[A block of data]
start
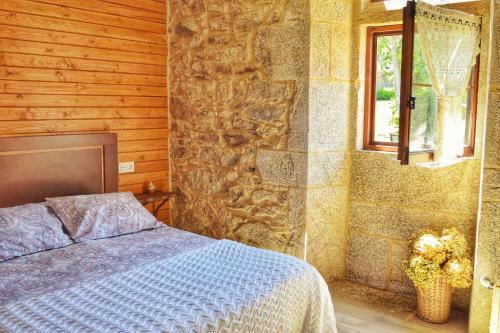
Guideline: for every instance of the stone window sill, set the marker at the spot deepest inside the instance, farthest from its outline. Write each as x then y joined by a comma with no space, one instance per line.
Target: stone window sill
420,160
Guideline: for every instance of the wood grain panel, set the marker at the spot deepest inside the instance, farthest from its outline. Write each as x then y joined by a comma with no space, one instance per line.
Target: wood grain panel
36,113
60,75
58,50
147,155
53,88
86,15
89,66
91,29
67,38
40,61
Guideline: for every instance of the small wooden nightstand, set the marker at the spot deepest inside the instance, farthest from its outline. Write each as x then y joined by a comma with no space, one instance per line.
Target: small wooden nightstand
158,196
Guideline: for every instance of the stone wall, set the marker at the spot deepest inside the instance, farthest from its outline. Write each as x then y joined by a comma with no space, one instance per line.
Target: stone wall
329,144
389,202
488,250
237,72
258,124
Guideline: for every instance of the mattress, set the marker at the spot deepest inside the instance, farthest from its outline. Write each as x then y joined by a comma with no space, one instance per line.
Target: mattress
162,280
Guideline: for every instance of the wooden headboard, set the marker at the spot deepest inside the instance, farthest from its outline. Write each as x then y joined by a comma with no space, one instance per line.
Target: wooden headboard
36,167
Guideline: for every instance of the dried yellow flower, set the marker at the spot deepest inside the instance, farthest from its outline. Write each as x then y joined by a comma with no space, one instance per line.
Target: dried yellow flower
422,271
459,272
454,243
429,246
434,255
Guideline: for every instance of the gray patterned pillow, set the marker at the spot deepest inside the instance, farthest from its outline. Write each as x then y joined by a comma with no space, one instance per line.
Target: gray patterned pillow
102,215
28,229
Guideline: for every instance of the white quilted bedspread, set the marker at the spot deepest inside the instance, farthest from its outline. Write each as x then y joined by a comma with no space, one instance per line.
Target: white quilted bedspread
end
> TO DO
Write out again the lines of the listing above, from the line containing "Guideline: for every instance of the white" through the end of the listing.

> OUTPUT OF THE TASK
Guideline: for every instance of the white quilted bedspread, set the marker at the spot deepest inside the instance, farthest from its outline. Write each as x then y joined by a comma with no space, one instance per line.
Target: white quilted bedspread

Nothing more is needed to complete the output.